▸ **YOUR OBJECTIVE**: Revise the part of the rows that opens with the line containing "One point lands on each instance of the sandy" and closes with the end of the rows, changing "thatched" to "straw" and leaving everything else as it stands. Return only that part.

▸ **SOURCE DATA**:
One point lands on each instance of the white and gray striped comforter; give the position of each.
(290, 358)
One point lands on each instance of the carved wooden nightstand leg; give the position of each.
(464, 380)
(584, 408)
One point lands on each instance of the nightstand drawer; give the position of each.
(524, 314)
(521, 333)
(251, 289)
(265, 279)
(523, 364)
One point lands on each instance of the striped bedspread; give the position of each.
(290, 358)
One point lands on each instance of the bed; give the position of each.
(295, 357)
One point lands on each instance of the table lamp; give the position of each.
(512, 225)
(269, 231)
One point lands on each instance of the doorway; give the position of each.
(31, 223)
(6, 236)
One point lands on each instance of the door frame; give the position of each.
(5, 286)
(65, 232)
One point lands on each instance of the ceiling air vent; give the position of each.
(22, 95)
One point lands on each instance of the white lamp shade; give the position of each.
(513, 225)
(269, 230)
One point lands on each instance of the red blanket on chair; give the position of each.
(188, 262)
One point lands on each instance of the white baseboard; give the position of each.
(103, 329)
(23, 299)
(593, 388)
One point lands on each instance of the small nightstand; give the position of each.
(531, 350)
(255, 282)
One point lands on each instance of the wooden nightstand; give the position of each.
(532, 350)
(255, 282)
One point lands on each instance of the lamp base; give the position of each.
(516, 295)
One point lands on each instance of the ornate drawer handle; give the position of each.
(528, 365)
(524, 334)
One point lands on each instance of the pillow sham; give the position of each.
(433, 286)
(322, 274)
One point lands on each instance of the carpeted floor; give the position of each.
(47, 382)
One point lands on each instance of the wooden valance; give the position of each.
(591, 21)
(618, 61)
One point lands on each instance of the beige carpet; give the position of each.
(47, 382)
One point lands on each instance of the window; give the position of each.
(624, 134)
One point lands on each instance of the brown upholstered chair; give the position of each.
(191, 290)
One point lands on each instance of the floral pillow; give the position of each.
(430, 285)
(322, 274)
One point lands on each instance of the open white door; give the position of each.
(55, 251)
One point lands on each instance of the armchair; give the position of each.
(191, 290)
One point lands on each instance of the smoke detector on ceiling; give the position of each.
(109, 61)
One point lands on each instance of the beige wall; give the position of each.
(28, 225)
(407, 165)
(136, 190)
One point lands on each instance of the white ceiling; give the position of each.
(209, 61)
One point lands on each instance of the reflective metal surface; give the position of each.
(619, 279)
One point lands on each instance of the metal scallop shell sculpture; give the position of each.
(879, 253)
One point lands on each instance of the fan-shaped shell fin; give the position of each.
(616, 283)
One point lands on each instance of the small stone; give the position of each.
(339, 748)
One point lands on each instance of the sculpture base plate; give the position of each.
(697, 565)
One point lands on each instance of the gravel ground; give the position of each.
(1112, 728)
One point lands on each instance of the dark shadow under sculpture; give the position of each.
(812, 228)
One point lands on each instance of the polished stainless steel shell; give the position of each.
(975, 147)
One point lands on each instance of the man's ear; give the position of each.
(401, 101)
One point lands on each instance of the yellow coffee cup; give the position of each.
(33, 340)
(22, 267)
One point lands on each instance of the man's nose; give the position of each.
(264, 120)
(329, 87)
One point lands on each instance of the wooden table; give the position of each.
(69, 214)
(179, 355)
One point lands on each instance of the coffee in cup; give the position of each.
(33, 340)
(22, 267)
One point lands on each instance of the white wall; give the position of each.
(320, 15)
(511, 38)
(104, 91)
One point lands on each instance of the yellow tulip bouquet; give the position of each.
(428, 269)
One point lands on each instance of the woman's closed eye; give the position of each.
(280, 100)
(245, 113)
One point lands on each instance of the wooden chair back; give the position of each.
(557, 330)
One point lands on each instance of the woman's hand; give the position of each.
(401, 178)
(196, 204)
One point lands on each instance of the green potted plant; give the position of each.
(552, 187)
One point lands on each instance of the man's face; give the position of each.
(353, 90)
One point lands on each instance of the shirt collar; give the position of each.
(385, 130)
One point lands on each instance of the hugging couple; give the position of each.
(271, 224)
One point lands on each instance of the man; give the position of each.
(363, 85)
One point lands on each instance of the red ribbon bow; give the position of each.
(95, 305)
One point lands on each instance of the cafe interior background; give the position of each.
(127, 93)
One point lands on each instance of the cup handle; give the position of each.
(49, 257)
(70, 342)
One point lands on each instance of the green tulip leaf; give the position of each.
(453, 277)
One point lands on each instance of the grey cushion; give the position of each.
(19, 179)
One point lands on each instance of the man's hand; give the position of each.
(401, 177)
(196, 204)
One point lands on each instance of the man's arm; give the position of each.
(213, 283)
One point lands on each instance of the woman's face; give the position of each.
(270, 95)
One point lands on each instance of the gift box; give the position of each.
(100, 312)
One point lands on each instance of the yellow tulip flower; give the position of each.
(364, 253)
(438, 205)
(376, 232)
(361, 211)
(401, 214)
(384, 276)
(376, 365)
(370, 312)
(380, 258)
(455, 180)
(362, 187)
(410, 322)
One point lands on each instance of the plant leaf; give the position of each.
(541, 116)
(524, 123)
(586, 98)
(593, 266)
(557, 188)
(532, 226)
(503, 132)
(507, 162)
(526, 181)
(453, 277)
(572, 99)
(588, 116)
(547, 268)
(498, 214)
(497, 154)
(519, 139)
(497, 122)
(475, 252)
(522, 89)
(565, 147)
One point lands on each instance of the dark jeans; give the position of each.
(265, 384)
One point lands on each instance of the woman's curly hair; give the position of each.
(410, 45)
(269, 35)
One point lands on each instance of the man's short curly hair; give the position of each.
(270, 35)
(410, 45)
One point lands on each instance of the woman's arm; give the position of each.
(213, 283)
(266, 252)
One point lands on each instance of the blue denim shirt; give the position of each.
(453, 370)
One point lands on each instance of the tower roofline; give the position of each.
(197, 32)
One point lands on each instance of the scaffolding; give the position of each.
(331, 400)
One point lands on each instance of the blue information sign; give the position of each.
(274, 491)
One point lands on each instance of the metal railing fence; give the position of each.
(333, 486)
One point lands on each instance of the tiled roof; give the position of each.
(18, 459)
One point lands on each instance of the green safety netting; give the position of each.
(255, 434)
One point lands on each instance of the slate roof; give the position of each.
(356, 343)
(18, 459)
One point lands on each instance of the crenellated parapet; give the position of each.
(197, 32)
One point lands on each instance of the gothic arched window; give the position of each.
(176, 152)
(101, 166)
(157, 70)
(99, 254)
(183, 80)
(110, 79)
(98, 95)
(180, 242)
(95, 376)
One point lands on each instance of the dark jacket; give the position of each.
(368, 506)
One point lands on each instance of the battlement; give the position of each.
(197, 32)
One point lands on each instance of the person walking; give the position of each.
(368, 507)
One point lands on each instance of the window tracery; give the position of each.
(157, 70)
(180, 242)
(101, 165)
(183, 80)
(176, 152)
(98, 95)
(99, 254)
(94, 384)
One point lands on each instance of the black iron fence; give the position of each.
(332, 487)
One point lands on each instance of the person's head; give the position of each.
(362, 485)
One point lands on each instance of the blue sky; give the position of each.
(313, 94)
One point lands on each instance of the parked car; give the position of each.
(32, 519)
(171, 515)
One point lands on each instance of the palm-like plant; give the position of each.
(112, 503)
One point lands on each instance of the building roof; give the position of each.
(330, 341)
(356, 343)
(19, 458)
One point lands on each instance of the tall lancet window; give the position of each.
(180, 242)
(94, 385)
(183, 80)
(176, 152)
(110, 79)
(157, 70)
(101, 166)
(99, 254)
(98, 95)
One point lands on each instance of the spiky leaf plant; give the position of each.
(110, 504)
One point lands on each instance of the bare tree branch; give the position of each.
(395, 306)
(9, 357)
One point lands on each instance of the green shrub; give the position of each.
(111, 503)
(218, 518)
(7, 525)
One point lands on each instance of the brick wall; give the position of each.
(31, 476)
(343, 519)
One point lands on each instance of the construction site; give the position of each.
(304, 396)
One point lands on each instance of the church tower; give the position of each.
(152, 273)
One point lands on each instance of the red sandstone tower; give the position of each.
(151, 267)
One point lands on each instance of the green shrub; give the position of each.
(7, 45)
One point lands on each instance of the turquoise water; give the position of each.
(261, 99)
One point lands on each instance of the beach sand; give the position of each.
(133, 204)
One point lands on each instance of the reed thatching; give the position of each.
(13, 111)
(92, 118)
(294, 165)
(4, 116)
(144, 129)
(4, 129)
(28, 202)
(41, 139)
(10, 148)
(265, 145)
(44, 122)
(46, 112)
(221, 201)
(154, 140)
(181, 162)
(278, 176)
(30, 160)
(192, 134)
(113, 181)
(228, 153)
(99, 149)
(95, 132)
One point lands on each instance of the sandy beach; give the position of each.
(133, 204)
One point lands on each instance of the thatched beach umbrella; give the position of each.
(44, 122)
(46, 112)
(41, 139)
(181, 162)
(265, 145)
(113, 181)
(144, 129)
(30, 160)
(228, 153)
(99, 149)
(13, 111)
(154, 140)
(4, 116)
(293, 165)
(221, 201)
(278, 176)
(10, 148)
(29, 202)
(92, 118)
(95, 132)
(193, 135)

▸ **OUTPUT OF THE EXERCISE**:
One point lands on each instance of the sandy beach; give the position of each.
(133, 204)
One point lands on each instance of the straw beach umbrella; give the position of each.
(44, 122)
(46, 112)
(41, 139)
(181, 162)
(265, 145)
(113, 181)
(144, 129)
(30, 160)
(228, 153)
(99, 149)
(13, 111)
(154, 140)
(4, 116)
(293, 165)
(221, 201)
(278, 176)
(10, 148)
(29, 202)
(92, 118)
(95, 132)
(193, 135)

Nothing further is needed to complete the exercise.